===== Supplied passage =====
The Office of International Programs hosted the online panel "A World in Crisis" on Wednesday, Nov. 11, featuring several international students who shared their unique perspectives on a number of national and global issues, most notably the COVID-19 pandemic. The panel's topics included conversations about student visas, COVID-19, travel bans, racial identity in America, and religious discrimination abroad. The OIP was celebrating International Education Week, with the theme “Exposing the Fault Lines: Embracing Social Justice in the Wake of Crisis.”
The panel was moderated by Dr. Erik Owens, the director of the International Studies Program, and featured the following panelists: Jingyi Xu from China, Carrie Park from South Korea, Hollie Watts from the United Kingdom, Hilary Nwainya from Nigeria, Juan Carlos de la Guardia from Panama, and Ata Chowdhry from India and Saudi Arabia.
Jingyi Xu, LSE '21, is currently completing her senior year online in Beijing. “I’m glad that I stayed in China,” she said because the severity of COVID-19 in the USA would have hindered her daily life more so than it does in China. However, she admitted that online learning is difficult, especially since the time difference limits her class choices. The pandemic has dramatically changed Xu’s plans for her future. She had been counting on the idea that she would stay in the USA for graduate school. However, due to the complications of travel restrictions, she is now considering her options in higher education elsewhere, such as Europe or Hong Kong.
Carrie Park, an undergraduate, spoke about the differences between COVID-19 responses in the USA and South Korea. When asked about how the pandemic has changed her perspective on the USA, Park nervously laughed, “Can I answer this honestly?” After a chuckle and a sign of approval from the moderator, she continued, “To be honest, America’s response to this COVID-19 was pretty shocking for me.” She expected more rapid action and overall preparedness. Having lived in the USA during the Obama Administration, she pointed out, “It might be the change in leadership,” referring to the Trump administration. Additionally, Park mentioned the 2015 MERS outbreak in South Korea and cited it as an important factor in South Korea's COVID-19 response. South Korea’s “failure to respond to MERS” allowed them to be more prepared for COVID-19. This, Park believes, is a sign that the USA, due to their failure with COVID-19, will be better prepared for a future pandemic.
=====
Problem 1 - Update the account of the international student panel, giving everything from "Jingyi Xu, LSE" down to "or Hong Kong." with "Beijing" replaced by "Shanghai".
Problem 2 - In the account of the international student panel, who moderated the panel?
Problem 3 - Continue the account of the international student panel from its last sentence.
===== Dataset =====
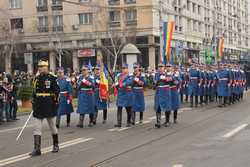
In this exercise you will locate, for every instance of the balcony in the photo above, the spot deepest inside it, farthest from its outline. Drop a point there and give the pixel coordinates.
(42, 8)
(57, 6)
(43, 29)
(114, 2)
(114, 24)
(131, 23)
(129, 1)
(57, 28)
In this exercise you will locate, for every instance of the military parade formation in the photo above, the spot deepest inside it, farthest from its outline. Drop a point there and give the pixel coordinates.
(196, 83)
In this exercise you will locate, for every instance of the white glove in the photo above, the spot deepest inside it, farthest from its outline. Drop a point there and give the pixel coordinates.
(162, 77)
(136, 79)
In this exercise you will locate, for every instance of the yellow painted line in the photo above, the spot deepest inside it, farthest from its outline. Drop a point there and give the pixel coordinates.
(25, 156)
(235, 131)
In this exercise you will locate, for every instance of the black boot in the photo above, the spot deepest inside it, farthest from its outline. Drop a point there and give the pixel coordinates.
(68, 120)
(196, 101)
(167, 115)
(191, 101)
(81, 119)
(175, 116)
(104, 116)
(91, 119)
(158, 119)
(133, 116)
(37, 146)
(58, 120)
(55, 143)
(141, 117)
(119, 118)
(129, 116)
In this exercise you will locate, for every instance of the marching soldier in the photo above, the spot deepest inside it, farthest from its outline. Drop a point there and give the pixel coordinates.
(163, 95)
(125, 96)
(138, 93)
(175, 85)
(194, 77)
(224, 84)
(100, 104)
(45, 101)
(65, 97)
(86, 97)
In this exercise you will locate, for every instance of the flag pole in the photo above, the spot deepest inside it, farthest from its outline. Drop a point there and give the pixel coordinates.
(24, 126)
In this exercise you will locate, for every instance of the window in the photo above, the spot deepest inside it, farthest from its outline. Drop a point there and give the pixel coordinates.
(42, 5)
(131, 15)
(114, 16)
(57, 5)
(43, 24)
(84, 1)
(85, 18)
(58, 23)
(129, 1)
(15, 4)
(114, 2)
(16, 23)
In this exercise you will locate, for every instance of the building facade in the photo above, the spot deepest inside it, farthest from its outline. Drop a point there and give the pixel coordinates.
(73, 32)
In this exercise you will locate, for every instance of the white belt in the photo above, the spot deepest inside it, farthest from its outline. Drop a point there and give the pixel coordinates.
(163, 86)
(137, 87)
(86, 89)
(223, 79)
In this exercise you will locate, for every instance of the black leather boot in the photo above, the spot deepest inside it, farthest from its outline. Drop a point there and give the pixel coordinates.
(55, 143)
(37, 146)
(119, 118)
(81, 119)
(158, 119)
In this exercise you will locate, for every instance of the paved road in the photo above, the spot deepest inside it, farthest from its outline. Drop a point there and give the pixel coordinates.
(204, 137)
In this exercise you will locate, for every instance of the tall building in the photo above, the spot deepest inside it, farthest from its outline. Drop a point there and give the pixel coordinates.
(72, 32)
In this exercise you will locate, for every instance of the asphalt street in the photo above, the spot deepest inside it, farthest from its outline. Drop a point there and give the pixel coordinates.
(206, 136)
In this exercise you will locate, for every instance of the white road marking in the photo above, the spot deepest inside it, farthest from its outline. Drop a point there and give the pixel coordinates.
(235, 131)
(178, 165)
(122, 129)
(13, 129)
(21, 157)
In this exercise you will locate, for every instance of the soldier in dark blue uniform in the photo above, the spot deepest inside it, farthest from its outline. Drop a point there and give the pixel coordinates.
(124, 82)
(86, 97)
(138, 93)
(175, 95)
(65, 97)
(162, 95)
(45, 102)
(194, 77)
(100, 104)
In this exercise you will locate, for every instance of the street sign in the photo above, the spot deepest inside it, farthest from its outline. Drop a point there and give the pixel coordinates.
(86, 53)
(28, 58)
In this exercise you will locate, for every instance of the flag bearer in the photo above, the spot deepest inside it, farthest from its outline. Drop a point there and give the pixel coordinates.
(86, 98)
(138, 93)
(65, 97)
(45, 101)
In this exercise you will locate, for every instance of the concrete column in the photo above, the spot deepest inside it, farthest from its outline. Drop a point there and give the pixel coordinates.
(8, 63)
(75, 61)
(52, 61)
(151, 51)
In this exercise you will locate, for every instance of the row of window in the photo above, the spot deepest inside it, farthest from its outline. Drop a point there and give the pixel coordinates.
(16, 4)
(84, 19)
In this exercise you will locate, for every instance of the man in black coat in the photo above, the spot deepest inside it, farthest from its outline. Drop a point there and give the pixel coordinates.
(45, 101)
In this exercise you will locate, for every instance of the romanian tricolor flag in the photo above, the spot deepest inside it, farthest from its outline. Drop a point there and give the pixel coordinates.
(221, 49)
(104, 84)
(166, 37)
(170, 31)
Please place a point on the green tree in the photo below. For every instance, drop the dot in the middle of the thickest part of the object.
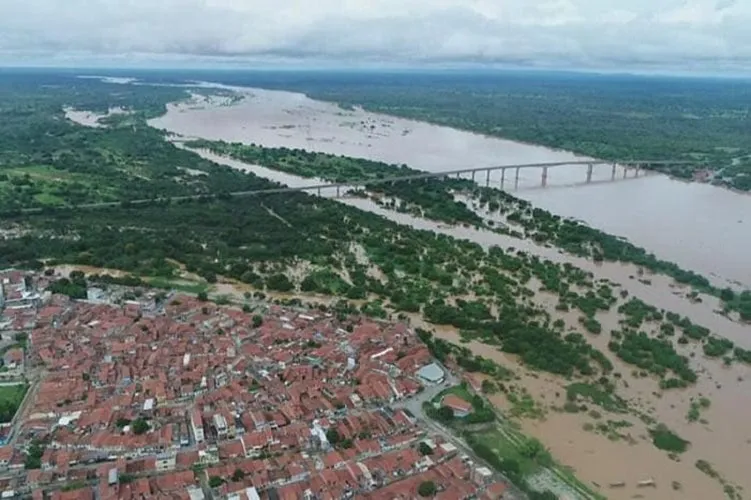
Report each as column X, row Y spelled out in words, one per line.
column 424, row 449
column 427, row 489
column 140, row 426
column 333, row 436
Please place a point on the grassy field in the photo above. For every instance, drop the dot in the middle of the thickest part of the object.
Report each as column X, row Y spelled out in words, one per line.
column 192, row 287
column 537, row 468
=====
Task answer 1 -
Jingyi Xu, LSE '21, is currently completing her senior year online in Shanghai. “I’m glad that I stayed in China,” she said because the severity of COVID-19 in the USA would have hindered her daily life more so than it does in China. However, she admitted that online learning is difficult, especially since the time difference limits her class choices. The pandemic has dramatically changed Xu’s plans for her future. She had been counting on the idea that she would stay in the USA for graduate school. However, due to the complications of travel restrictions, she is now considering her options in higher education elsewhere, such as Europe or Hong Kong.

Task answer 2 - Dr. Erik Owens, the director of the International Studies Program, moderated the panel.

Task answer 3 -
Hollie Watts, MCAS '21, from the United Kingdom, also shared her thoughts on the coronavirus and the Trump administration. When BC announced that they would be moving classes entirely online back in March, Watts said she experienced significant anxiety about making it home as a result of travel bans. Watts also emphasized the double standard that she sees in the current relationship between the USA and the UK. Currently, UK residents cannot travel directly to the USA, but USA residents can travel to the UK as long as they self-quarantine. “Travel bans are supposed to be based on public health, and they seem to be based on politics,” Watts observed. She expressed relief at Vice President Biden’s victory in the election.
COVID-19 was not the only topic addressed by the panel. Fr. Hilary Nwainya, a Catholic priest and current doctoral student at Boston College, spoke very powerfully about racial identity in the USA. Before moving to America, Fr. Nwainya lived in Ireland for a number of years. Remembering his time there, he said he felt like a foreigner, but “never felt like a Black person.” Then, moving to the USA, he recalls, “It’s all about being Black, it’s all about color.” He spoke of anxiety when stopped by the police. He also spoke of the murder of Ahmaud Arbery, and how the horrific event directly affected his daily routine. He now only goes jogging in daylight. “These are things that never worried me while I was in Nigeria and while I was in Ireland.”
Juan Carlos de la Guardia is a CSOM graduate student, originally from Panama. He expressed the opinion that the American government must make it easier for international students to stay and work post-graduation in the USA. Otherwise, the incentive to pursue an American education will decline.
Ata Chowdhry, MCAS '21, used her time as a panelist to speak about the more overarching and personal meaning of being an international student. Being a Muslim woman born in India, she has a deep personal connection to the issue of religious discrimination. “Coming to the US, and being at college, and meeting so many people has given me the platform to raise awareness about these issues,” Chowdhry said, regarding the hardships Muslims are facing in India. To her, international education is a tool for connection and empowerment.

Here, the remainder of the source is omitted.